Estratto della fonte:
§ §

Quante esperienze  di Grazia  sono raccontate nella Sacra Scrittura ma anche tante drammatiche storie di peccato, di rovina e distruzione verso le quali Dio invia i suoi profeti a richiamare il suo popolo  all’ascolto, al ritorno, alla  fedeltà e alla riedificazione di un regno di pace e di giustizia.
Forti ed emblematiche  le  citazioni di Isaia cap. 58,1-12  “… ti chiameranno riparatore di brecce e restauratore di case in rovina per abitarvi” e del Siracide  cap. 50,1-7  dove Simone Figlio di Onia, sommo sacerdote  “…nella sua vita riparò il tempio, e nei suoi giorni fortificò il santuario”, e come anche Esdra e Neemia e prima ancora Davide e Salomone che costruiscono il  Tempio e la Citta dell’ Eterno.


Ogni volta che Gerusalemme è distrutta, dopo ricomincia la ricostruzione. Il costruttore è chiamato riparatore di brecce. Categoria biblica che indica un lavoro oggettivo, ma anche una  dimensione teologica di salvezza.  Questa categoria della ricostruzione: Riparatore di brecce, costruttore del Tempio o della Citta Santa, è l’ espressione dell’amore di Dio per il suo popolo. Dopo il peccato, l’allontanamento del popolo dal suo Signore Egli esercita il perdono e la misericordia attraverso un gesto di tenerezza e di protezione: suscita riparatori di brecce, che si prendono cura, a nome di Dio, di ricostruire le mura della Città, il Tempio,  la  Chiesa nel caso di Francesco  (2c 10: ff 593-594).

§ §

Compito assegnato 1: Riporta dall'estratto della fonte il passo che comincia con "Quante esperienze  di" e prosegue fino a "e di giustizia.", senza cambiare nulla.

Dati forniti:
§ §

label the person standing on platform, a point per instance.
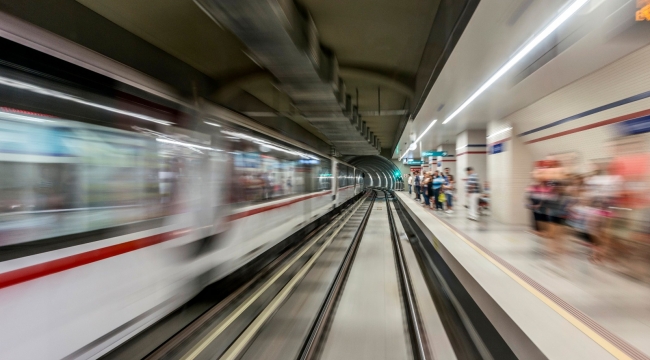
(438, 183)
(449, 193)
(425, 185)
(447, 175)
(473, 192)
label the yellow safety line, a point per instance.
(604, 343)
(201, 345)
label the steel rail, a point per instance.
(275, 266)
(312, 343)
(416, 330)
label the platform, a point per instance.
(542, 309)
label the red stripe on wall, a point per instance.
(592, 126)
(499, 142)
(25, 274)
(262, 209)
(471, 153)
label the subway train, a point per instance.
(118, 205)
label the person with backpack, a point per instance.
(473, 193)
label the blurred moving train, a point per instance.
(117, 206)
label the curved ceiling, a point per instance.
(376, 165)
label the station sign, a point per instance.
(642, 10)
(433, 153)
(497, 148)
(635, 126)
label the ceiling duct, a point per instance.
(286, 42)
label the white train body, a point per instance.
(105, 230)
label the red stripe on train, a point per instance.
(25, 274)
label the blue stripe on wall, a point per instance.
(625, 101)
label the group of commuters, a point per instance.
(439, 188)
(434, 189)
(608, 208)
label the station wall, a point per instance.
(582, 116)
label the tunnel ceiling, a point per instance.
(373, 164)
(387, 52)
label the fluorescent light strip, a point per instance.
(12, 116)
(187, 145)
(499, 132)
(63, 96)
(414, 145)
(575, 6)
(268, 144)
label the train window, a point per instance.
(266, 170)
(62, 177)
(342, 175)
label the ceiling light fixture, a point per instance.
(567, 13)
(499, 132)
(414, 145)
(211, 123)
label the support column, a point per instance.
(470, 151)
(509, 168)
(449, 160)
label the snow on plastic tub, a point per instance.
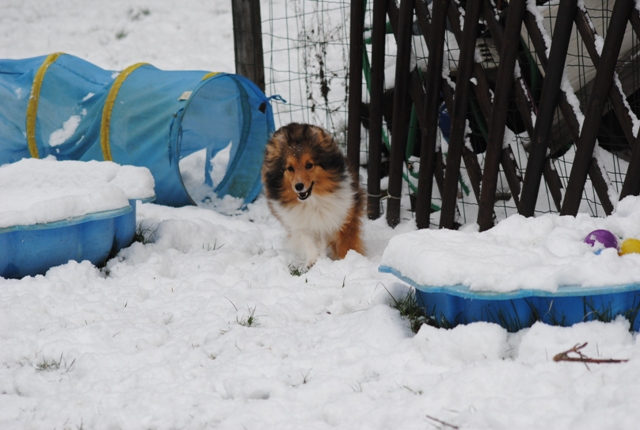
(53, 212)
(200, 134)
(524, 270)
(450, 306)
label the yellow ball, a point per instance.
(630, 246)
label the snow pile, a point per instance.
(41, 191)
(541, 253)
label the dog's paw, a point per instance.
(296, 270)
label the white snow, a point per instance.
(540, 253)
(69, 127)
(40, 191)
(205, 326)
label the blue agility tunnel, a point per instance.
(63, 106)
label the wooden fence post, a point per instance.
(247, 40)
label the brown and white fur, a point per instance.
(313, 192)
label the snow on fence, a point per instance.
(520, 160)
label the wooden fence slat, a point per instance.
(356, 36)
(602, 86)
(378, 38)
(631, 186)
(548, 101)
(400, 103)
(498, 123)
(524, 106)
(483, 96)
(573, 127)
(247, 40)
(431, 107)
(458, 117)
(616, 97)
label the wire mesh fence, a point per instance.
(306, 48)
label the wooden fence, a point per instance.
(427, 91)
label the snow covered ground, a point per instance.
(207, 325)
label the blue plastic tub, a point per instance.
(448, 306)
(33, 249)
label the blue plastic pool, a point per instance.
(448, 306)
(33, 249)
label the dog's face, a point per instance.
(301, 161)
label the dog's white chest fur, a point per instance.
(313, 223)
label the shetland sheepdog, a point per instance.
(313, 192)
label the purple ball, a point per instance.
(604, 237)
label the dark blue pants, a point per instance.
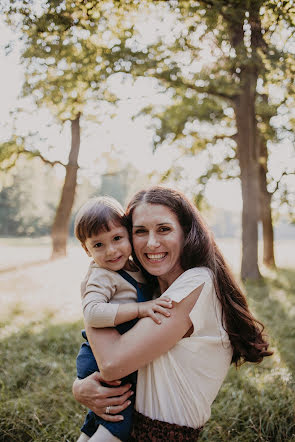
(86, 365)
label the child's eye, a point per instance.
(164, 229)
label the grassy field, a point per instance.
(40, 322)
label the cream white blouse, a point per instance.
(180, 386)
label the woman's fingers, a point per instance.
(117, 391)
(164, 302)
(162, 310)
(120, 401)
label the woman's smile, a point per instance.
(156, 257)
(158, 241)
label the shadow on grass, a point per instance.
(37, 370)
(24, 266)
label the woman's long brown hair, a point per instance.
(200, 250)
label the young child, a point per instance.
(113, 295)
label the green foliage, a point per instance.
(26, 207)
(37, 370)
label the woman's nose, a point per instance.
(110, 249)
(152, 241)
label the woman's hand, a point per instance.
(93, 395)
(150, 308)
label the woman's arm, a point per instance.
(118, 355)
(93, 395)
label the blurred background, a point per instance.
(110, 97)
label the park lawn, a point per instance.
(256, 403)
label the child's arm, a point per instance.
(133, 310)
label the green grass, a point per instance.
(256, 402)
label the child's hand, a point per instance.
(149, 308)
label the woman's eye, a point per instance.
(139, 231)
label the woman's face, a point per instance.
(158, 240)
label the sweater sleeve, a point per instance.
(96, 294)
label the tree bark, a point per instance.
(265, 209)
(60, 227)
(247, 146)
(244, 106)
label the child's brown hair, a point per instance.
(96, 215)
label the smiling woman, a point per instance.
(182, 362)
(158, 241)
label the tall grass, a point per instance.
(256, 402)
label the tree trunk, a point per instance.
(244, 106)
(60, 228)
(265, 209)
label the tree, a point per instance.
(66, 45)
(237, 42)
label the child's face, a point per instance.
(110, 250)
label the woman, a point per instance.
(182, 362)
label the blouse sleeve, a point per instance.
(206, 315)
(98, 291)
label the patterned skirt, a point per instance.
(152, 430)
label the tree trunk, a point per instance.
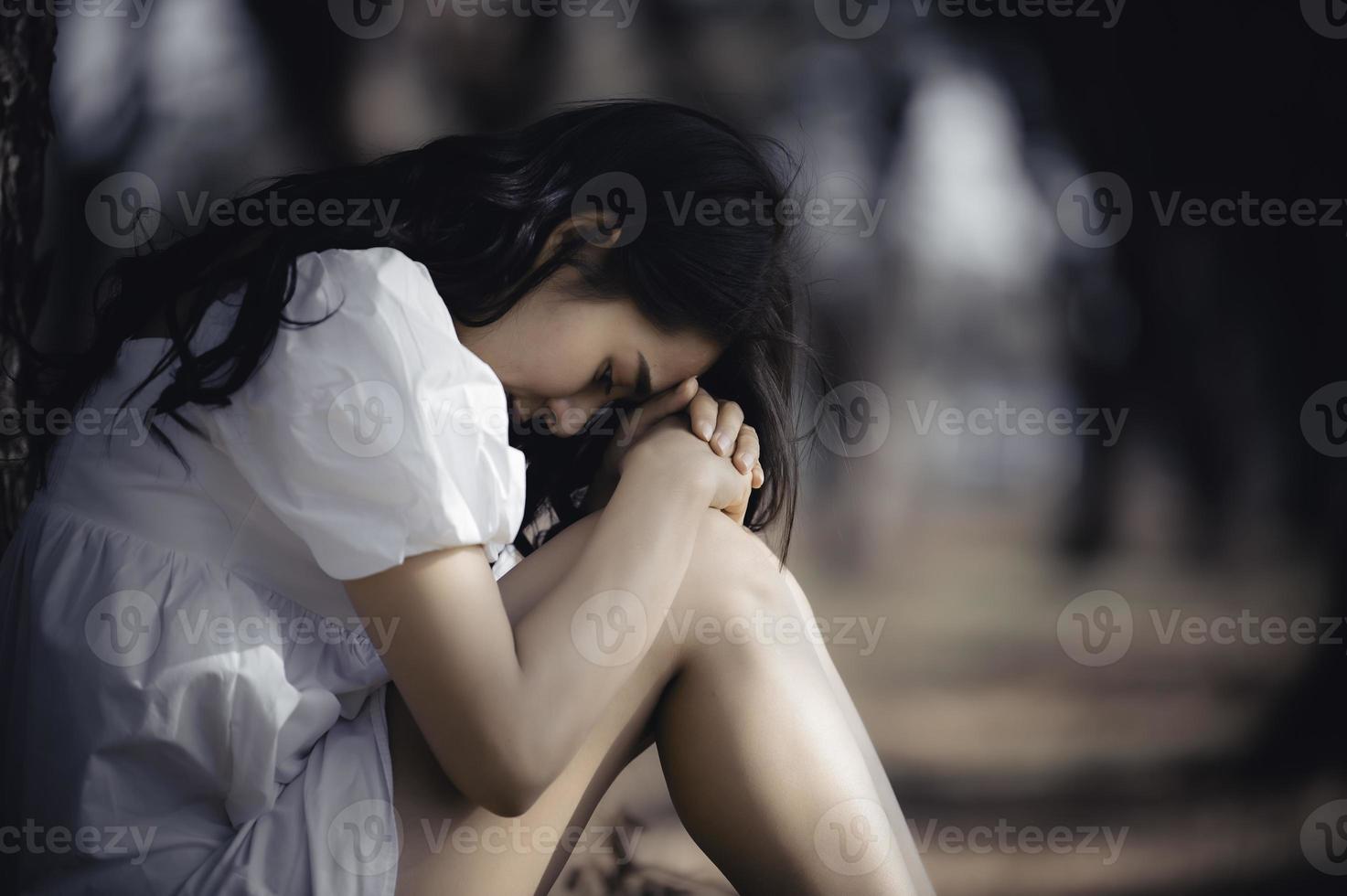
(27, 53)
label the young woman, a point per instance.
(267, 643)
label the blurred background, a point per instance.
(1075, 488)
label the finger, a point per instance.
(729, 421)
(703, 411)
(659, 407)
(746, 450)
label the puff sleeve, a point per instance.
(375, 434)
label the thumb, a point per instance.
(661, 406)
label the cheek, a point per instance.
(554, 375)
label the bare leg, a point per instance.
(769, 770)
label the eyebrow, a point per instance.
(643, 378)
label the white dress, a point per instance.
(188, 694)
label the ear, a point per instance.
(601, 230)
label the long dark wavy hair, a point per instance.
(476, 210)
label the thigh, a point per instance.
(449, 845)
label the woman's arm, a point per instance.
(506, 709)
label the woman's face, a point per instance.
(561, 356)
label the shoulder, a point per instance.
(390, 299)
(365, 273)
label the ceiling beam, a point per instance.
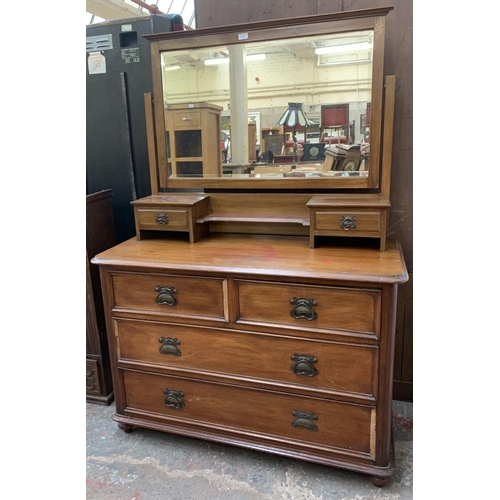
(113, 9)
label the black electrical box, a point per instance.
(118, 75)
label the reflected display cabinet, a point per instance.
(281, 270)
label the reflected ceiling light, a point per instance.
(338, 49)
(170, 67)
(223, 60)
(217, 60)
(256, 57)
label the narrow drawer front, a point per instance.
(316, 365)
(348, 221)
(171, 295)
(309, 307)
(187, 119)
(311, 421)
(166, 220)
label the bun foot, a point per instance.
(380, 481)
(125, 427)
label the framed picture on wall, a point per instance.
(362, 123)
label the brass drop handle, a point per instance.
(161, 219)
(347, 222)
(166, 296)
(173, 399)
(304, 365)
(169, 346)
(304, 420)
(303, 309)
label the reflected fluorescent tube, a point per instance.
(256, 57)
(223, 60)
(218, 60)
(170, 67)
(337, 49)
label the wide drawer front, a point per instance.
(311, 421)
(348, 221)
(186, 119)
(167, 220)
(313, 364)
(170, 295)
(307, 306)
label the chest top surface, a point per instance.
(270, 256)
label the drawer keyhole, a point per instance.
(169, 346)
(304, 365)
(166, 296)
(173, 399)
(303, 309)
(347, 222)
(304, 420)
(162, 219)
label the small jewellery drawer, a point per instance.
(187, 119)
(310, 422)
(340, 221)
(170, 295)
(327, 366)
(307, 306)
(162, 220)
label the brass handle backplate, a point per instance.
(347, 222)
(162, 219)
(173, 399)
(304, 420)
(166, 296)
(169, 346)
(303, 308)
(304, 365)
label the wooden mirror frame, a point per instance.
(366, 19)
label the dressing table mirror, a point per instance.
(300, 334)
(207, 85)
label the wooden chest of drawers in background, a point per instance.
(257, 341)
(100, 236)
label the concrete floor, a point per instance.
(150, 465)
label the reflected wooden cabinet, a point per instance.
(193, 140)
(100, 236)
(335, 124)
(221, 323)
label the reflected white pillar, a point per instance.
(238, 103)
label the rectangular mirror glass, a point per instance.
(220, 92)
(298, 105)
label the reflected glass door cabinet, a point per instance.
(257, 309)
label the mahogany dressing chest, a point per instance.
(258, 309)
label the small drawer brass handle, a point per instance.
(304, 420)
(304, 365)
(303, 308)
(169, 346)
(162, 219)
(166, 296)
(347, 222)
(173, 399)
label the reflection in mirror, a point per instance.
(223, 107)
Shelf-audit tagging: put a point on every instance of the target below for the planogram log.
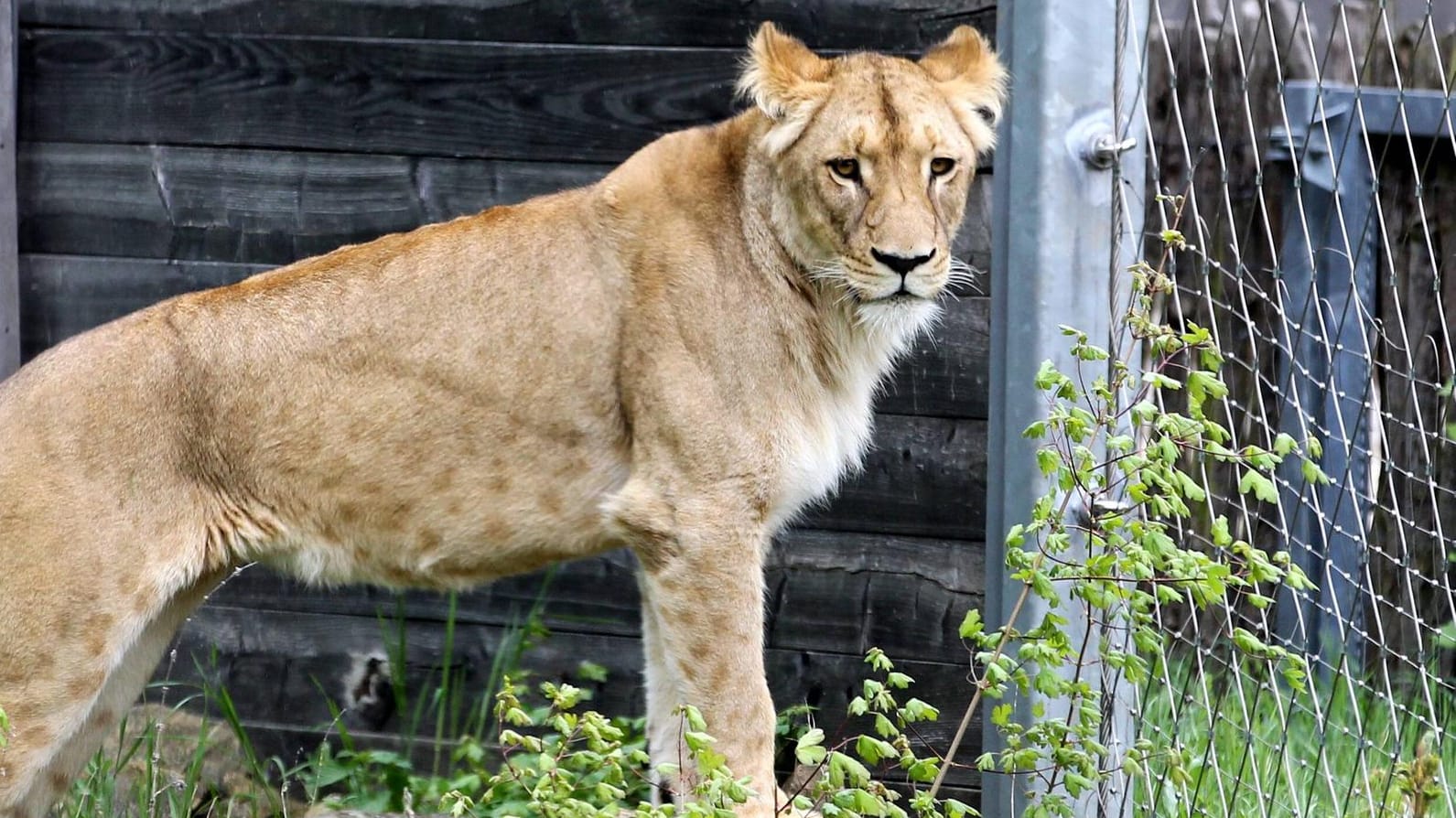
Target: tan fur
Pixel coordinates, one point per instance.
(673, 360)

§ §

Compito assegnato 2: Restituisci tutte le righe dei dati in cui compare la stringa "cabinet", distinguendo tra maiuscole e minuscole.

Soluzione del compito 1:
Quante esperienze  di Grazia  sono raccontate nella Sacra Scrittura ma anche tante drammatiche storie di peccato, di rovina e distruzione verso le quali Dio invia i suoi profeti a richiamare il suo popolo  all’ascolto, al ritorno, alla  fedeltà e alla riedificazione di un regno di pace e di giustizia.

Soluzione del compito 2:
label the reflected display cabinet, a point per instance.
label the reflected wooden cabinet, a point per instance.
label the reflected glass door cabinet, a point per instance.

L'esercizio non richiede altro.